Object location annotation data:
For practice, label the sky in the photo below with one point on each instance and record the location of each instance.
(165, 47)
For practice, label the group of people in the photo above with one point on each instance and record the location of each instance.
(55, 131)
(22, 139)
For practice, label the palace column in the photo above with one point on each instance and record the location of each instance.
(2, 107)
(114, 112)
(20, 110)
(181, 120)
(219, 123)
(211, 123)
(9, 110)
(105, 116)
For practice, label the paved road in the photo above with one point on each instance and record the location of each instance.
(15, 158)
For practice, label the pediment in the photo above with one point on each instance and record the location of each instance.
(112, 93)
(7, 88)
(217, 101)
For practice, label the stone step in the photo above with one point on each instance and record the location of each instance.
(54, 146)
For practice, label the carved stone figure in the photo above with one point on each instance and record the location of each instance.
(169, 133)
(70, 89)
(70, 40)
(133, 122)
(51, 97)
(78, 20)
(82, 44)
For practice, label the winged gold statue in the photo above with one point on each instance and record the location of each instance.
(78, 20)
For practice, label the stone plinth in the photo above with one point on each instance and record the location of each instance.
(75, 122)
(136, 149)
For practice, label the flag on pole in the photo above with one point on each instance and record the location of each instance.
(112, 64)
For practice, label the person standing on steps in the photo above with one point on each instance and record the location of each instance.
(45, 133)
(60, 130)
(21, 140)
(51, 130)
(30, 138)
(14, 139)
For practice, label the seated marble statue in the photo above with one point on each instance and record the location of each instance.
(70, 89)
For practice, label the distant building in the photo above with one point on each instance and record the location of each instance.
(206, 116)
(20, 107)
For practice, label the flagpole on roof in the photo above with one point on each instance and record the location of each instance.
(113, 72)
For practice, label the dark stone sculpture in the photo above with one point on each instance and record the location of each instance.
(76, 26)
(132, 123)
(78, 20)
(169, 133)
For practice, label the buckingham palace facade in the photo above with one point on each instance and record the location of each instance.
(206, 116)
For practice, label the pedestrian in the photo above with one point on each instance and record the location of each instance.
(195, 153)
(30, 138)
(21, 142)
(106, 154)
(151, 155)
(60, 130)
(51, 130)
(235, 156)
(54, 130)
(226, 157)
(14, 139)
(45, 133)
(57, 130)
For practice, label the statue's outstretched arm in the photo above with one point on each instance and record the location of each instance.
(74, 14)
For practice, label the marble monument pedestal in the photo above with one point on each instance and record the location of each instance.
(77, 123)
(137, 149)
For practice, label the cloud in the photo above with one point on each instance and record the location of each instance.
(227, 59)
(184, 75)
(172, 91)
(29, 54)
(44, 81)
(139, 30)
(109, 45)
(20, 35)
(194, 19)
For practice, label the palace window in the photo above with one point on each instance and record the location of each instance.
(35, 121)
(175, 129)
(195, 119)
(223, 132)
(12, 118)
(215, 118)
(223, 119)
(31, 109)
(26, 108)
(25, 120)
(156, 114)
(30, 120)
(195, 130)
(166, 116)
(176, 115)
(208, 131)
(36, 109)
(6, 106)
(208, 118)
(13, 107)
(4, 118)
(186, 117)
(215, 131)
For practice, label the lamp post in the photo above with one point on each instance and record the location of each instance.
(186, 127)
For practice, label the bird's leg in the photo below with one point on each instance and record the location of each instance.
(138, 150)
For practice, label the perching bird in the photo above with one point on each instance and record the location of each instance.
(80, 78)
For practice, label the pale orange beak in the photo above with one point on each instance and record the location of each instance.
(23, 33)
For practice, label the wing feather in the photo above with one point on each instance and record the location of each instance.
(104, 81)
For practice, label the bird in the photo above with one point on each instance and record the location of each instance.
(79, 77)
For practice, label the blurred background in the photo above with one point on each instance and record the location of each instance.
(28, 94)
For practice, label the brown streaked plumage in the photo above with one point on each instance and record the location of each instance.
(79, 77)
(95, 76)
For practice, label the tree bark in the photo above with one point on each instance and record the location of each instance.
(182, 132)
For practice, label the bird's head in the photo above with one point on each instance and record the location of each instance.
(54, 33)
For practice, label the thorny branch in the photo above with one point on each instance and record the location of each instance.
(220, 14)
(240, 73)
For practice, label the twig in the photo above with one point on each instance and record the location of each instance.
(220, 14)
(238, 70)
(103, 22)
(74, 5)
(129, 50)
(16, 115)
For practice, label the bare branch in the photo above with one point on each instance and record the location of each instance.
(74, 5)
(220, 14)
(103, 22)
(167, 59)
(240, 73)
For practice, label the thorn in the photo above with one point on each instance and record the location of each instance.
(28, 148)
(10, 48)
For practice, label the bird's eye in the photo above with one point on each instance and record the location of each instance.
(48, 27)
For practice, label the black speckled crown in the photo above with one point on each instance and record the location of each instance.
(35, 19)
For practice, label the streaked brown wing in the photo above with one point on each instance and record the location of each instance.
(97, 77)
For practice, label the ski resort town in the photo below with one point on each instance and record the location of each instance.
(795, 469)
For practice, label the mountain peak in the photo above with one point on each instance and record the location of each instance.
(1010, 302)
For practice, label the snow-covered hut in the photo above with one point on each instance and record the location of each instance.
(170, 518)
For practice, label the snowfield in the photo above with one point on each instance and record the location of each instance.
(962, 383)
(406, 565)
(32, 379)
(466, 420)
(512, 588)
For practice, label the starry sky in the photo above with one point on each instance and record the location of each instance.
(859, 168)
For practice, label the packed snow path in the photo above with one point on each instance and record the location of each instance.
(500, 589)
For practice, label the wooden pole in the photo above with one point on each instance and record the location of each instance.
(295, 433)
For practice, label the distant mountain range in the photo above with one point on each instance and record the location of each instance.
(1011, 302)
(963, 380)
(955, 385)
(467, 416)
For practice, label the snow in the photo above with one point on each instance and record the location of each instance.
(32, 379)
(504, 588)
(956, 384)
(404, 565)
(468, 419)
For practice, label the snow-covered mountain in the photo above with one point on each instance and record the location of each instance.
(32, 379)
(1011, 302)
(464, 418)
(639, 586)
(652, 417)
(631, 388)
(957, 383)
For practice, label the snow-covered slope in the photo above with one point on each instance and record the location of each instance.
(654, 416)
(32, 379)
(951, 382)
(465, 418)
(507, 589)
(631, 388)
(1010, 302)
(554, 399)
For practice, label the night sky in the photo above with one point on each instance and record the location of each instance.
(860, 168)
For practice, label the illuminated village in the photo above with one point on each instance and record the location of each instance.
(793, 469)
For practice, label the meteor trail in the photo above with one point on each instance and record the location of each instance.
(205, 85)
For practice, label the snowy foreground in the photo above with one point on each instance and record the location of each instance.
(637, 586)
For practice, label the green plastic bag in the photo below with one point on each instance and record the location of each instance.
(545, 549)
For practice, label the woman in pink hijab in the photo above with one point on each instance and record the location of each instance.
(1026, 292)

PROBLEM TO SOLVE: Quote, without any change, each line from the one that contains "For practice, label the snow-covered mountain" through the end of the material.

THE SOLUTION:
For practice, label the snow-covered mountain in the photo above with one point on each instance and record the location of each instance.
(32, 379)
(1011, 302)
(464, 418)
(639, 586)
(652, 417)
(631, 388)
(957, 383)
For practice, label the snow-covered slope in the photo above with one point on each instance and record the location of each instance.
(654, 416)
(32, 379)
(951, 382)
(465, 418)
(507, 589)
(631, 388)
(1010, 302)
(554, 399)
For practice, label the night sky in the photo above with one point on each instance and record the location of each instance.
(860, 168)
For practice, label the illuminated village in the photo above with one point on each instance and record the location of each instance.
(793, 469)
For practice, label the meteor trail in the photo above with one point on each instance and record the location of each instance.
(205, 85)
For practice, label the snowy foreground in the photo above with one point on each instance and record the location of each instance.
(637, 586)
For practice, label the green plastic bag in the photo below with one point on each instance and record the location of each instance.
(545, 549)
For practice, label the woman in pink hijab in the photo above with one point on each instance and record the location of each instance.
(1026, 292)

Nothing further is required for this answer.